[SET TASK]: Reproduce verbatim everything in the data from the line containing "Task: put a dot on each instance of the ribbed" down to the line containing "(1031, 506)", both of those lines included.

[SUPPLIED INFORMATION]:
┄┄┄┄┄┄

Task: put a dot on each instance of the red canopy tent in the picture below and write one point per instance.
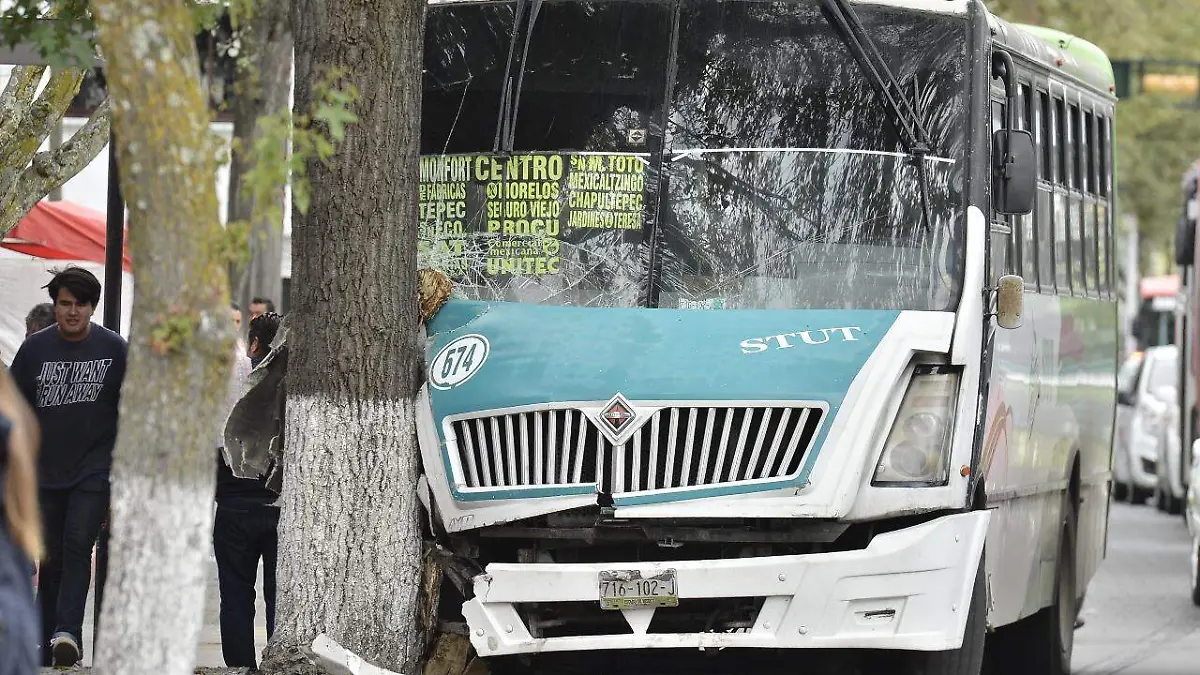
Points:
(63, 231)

┄┄┄┄┄┄

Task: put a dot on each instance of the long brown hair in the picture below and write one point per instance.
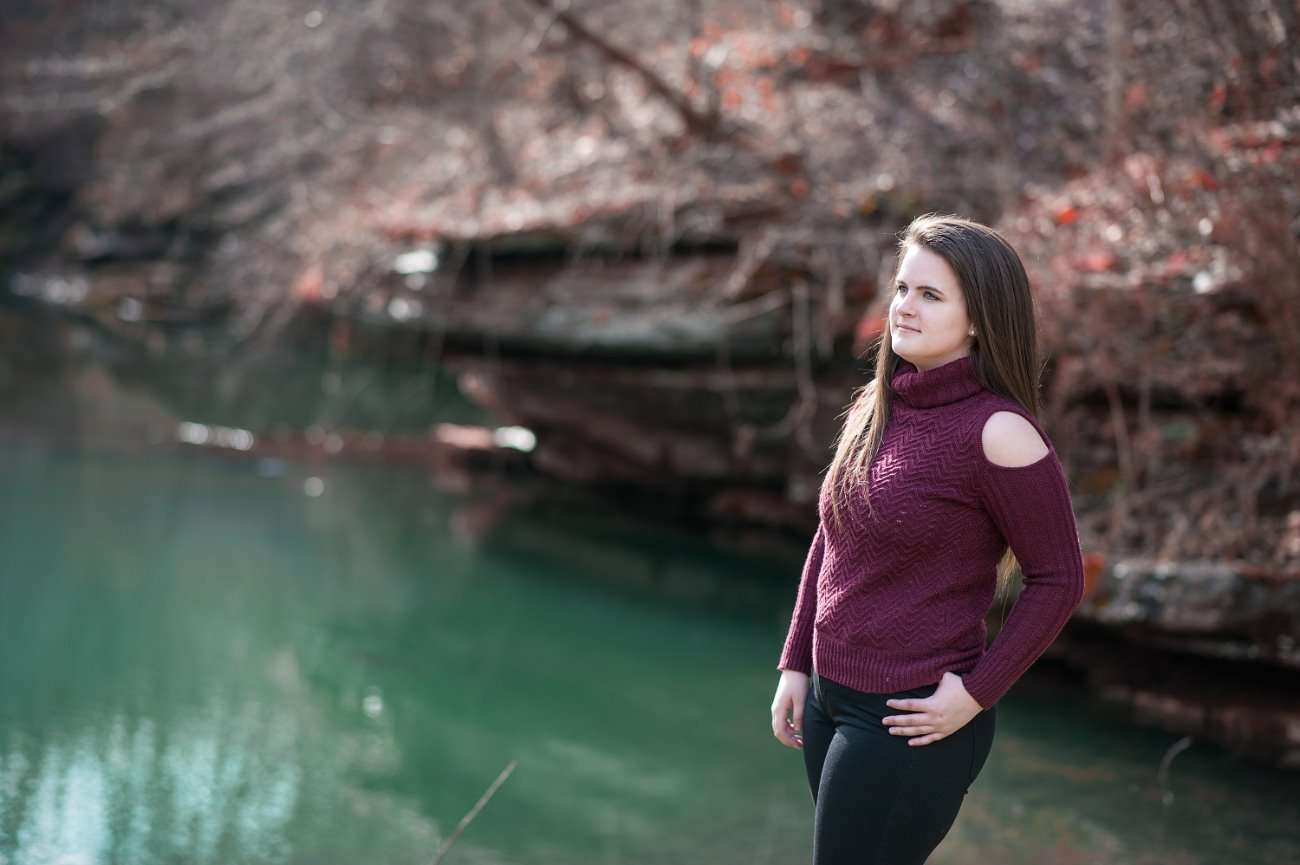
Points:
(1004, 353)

┄┄┄┄┄┄

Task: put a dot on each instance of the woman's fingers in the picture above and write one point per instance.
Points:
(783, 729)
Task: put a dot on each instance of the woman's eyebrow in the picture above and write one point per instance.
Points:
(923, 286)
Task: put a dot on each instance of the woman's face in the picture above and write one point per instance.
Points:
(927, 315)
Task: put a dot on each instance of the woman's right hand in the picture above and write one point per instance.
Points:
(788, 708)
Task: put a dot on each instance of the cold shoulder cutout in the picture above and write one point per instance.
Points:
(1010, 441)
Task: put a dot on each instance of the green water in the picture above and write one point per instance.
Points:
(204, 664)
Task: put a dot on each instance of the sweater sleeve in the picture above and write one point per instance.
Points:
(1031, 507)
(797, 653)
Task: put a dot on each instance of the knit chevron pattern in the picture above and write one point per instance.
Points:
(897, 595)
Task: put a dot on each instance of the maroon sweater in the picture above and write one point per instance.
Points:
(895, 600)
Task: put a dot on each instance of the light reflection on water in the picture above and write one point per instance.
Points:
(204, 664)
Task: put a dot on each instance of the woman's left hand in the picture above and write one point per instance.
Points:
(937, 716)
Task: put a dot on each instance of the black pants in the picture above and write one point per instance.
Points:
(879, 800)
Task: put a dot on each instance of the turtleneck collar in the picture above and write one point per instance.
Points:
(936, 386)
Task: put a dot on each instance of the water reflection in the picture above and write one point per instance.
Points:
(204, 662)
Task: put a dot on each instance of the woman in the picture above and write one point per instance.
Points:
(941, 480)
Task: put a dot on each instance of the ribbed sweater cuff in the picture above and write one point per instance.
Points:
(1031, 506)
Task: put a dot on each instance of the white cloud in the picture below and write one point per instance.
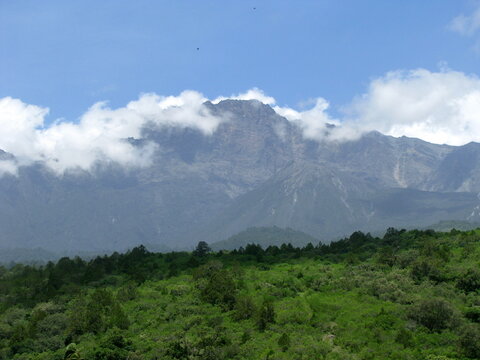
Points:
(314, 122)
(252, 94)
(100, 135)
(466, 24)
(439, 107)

┄┄┄┄┄┄

[COMPLETE OUTPUT]:
Task: put a dot on each instance of the ribbed sweater cuff in the picture above and write one point per instance.
Points:
(1031, 506)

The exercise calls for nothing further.